SHORT PROBLEM:
Print each of the entries exactly, leaving nothing out.

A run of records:

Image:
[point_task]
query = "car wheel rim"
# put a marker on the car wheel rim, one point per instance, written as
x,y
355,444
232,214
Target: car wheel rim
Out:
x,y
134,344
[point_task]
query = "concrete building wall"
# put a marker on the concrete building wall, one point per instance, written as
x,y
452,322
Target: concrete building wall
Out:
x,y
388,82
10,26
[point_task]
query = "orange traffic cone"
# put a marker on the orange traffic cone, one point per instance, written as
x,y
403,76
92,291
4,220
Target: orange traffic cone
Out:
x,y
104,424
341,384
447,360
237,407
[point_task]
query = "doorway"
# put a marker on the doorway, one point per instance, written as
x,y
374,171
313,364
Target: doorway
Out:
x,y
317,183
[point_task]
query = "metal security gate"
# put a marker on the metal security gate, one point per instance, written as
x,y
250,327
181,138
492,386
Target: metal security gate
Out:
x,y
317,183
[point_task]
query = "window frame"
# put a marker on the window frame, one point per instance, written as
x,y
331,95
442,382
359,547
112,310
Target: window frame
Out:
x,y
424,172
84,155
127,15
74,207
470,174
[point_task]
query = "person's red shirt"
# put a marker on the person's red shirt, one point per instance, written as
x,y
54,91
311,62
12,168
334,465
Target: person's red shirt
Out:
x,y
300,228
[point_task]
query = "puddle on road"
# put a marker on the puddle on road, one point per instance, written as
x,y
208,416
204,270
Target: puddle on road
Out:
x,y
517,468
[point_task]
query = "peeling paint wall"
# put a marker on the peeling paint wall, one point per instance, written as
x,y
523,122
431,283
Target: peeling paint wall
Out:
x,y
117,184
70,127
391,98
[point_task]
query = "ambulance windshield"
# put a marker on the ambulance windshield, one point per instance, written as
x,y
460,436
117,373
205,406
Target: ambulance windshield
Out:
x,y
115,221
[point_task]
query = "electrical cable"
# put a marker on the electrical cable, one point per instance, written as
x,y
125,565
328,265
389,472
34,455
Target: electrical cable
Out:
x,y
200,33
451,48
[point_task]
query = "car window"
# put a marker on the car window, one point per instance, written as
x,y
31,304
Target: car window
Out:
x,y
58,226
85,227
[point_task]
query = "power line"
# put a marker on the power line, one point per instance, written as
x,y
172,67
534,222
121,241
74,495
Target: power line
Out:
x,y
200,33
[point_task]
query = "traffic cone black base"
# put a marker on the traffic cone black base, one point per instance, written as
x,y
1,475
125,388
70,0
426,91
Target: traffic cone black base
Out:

EXPECTED OUTPUT:
Image:
[point_task]
query = "car wheel rim"
# put a marker on the car wheel rim, one point per instance, written as
x,y
355,444
232,214
Target: car wheel rim
Out:
x,y
134,344
[point_task]
query = "concrete building wall"
# put a marker on the concrete building wall, one point per instance, written as
x,y
452,322
Target: concrete building wall
Out:
x,y
388,82
10,26
[point_task]
query = "orange traffic cone"
# put a marker on the orange traffic cone, one point per instance, written as
x,y
403,76
92,291
4,220
Target: orange traffic cone
Out:
x,y
104,424
341,384
447,360
237,407
[point_task]
query = "doorway"
# put a marker on the doorway, one point per instance, written as
x,y
374,171
313,364
Target: doorway
Out:
x,y
317,183
[point_task]
query = "metal security gate"
# put a marker on the metal security gate, one point per instance, written as
x,y
250,327
181,138
492,386
Target: metal security gate
Out:
x,y
317,183
[point_task]
query = "window frame"
# put a marker on the window frame, one point per instance, written as
x,y
331,95
442,382
359,547
112,310
Target: window frame
Out:
x,y
424,172
84,155
127,15
74,207
470,174
[point_task]
query = "person's red shirt"
# put a marker on the person's red shirt, one point per instance, written as
x,y
54,91
311,62
12,168
334,465
Target: person's red shirt
Out:
x,y
300,228
[point_task]
query = "puddle on road"
# put a marker on the puddle on road, one point per instance, written as
x,y
208,416
204,270
Target: puddle on road
Out:
x,y
517,468
[point_task]
query = "peeling paint wall"
# put a marker on the peeling paint wall, one point per instance, written as
x,y
523,122
431,283
Target: peeling paint wall
Out:
x,y
117,184
70,127
391,98
[point_task]
query = "ambulance windshield"
# put a marker on the ambulance windshield, one point per instance, written as
x,y
460,436
117,373
205,406
Target: ambulance windshield
Out:
x,y
115,221
[point_task]
query = "electrical cable"
# put a marker on the electrical cable, one point per instance, written as
x,y
125,565
328,265
389,472
34,455
Target: electrical cable
Out:
x,y
200,33
451,48
[point_task]
query = "car window"
# put a marker on the car window, one point per instance, written as
x,y
31,304
Target: car window
Out:
x,y
58,226
85,227
[point_task]
query = "power line"
# put a marker on the power line, one point per instance, written as
x,y
172,67
534,222
121,241
74,495
Target: power line
Out:
x,y
200,33
[point_task]
query = "traffic cone black base"
# put a marker on the traffic cone black base, one point per instance, written as
x,y
1,475
125,388
70,0
426,91
Target: traffic cone black base
Out:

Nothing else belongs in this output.